> _やること_
下の博物館についての文章から、「図書館や大学といった教育に関」を含む語句で始まり「学術書の出版も行っています。」で終わる部分を、一字も変えずにそのまま書き写してください。

> _元の文章_
= = =

図書館や大学といった教育に関係する施設のほかにも、学問や知識を得る、学びを得るための公共施設には博物館があります。様々な物品や資料を集め、収集物を保管・展示する施設の歴史は深く、紀元前まで遡ることができます。当時の成り立ちは、神様に捧げものをする神殿に由来し、日本の歴史の中で似たものとしては正倉院宝庫があります。

 

博物館の訳語が初めて登場するのは江戸時代末期、文久年間のことで、明治時代に入って西洋の文物が数多く取り上げられる中で博物館も広く紹介されました。

 

現在では、多くの分野にわたる博物館が世界中に設置されています。世界最大規模と言われているのがアメリカにあるスミソニアン博物館です。ワシントンD.C.に本拠を置くスミソニアン・インスティテュートによって複数の博物館・美術館などが一体運営され、この博物館群の収蔵数は1億4000万点を超えます。取り扱っている分野は歴史や生物・自然科学から科学技術、航空宇宙まで幅広く、19施設もの博物館群のほか研究センターは9施設を数え、学術書の出版も行っています。

= = =

> _データ_
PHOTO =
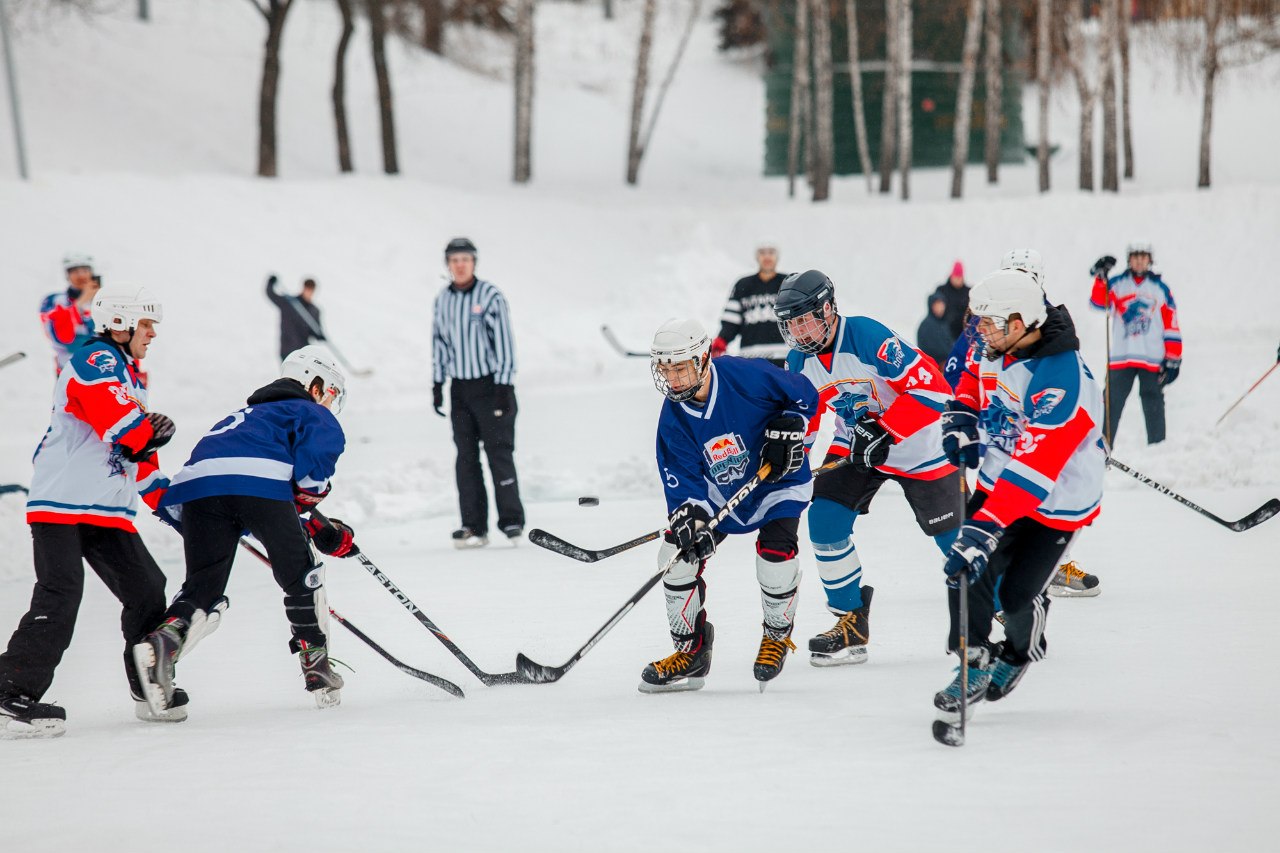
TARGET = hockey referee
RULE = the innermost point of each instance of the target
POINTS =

= = =

> _回答_
図書館や大学といった教育に関係する施設のほかにも、学問や知識を得る、学びを得るための公共施設には博物館があります。様々な物品や資料を集め、収集物を保管・展示する施設の歴史は深く、紀元前まで遡ることができます。当時の成り立ちは、神様に捧げものをする神殿に由来し、日本の歴史の中で似たものとしては正倉院宝庫があります。

 

博物館の訳語が初めて登場するのは江戸時代末期、文久年間のことで、明治時代に入って西洋の文物が数多く取り上げられる中で博物館も広く紹介されました。

 

現在では、多くの分野にわたる博物館が世界中に設置されています。世界最大規模と言われているのがアメリカにあるスミソニアン博物館です。ワシントンD.C.に本拠を置くスミソニアン・インスティテュートによって複数の博物館・美術館などが一体運営され、この博物館群の収蔵数は1億4000万点を超えます。取り扱っている分野は歴史や生物・自然科学から科学技術、航空宇宙まで幅広く、19施設もの博物館群のほか研究センターは9施設を数え、学術書の出版も行っています。